-- begin Source extract --

The Middle East is widely and most famously known as the cradle of civilization. The world's earliest civilizations, Mesopotamia (Sumer, Akkad, Assyria and Babylonia), ancient Egypt and Kish in the Levant, all originated in the Fertile Crescent and Nile Valley regions of the ancient Near East. These were followed by the Hittite, Greek, Hurrian and Urartian civilisations of Asia Minor; Elam, Persia and Median civilizations in Iran, as well as the civilizations of the Levant (such as Ebla, Mari, Nagar, Ugarit, Canaan, Aramea, Mitanni, Phoenicia and Israel) and the Arabian Peninsula (Magan, Sheba, Ubar). The Near East was first largely unified under the Neo Assyrian Empire, then the Achaemenid Empire followed later by the Macedonian Empire and after this to some degree by the Iranian empires (namely the Parthian and Sassanid Empires), the Roman Empire and Byzantine Empire. The region served as the intellectual and economic center of the Roman Empire and played an exceptionally important role due to its periphery on the Sassanid Empire. Thus, the Romans stationed up to five or six of their legions in the region for the sole purpose of defending it from Sassanid and Bedouin raids and invasions.

-- end Source extract --
-- begin Material shown --

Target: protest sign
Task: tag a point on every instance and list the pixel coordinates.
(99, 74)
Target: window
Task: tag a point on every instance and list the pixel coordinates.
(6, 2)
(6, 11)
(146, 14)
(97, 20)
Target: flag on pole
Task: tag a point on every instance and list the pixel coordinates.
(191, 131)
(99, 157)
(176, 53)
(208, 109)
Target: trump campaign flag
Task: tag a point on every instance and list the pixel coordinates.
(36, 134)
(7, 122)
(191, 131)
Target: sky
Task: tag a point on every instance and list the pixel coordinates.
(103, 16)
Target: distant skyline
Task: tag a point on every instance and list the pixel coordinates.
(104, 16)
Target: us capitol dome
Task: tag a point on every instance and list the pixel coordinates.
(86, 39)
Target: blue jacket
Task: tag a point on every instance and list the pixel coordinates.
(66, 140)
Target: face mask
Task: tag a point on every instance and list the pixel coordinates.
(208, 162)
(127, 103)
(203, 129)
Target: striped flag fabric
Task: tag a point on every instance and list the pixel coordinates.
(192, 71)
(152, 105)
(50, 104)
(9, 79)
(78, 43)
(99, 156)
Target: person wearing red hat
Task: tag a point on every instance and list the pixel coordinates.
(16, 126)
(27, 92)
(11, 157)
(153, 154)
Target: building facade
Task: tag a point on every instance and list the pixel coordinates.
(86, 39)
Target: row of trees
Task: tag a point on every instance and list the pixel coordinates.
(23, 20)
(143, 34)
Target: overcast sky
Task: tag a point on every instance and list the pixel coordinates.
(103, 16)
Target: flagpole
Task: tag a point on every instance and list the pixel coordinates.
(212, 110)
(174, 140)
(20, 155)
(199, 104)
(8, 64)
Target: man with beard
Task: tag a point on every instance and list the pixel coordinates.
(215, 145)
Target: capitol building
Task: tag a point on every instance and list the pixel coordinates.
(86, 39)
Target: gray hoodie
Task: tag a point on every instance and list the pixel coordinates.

-- end Material shown --

**Requirements**
In the Middle East passage, how many Roman legions were stationed in the region? Rely only on the Middle East passage for your answer.

**Response to the task**
Up to five or six legions.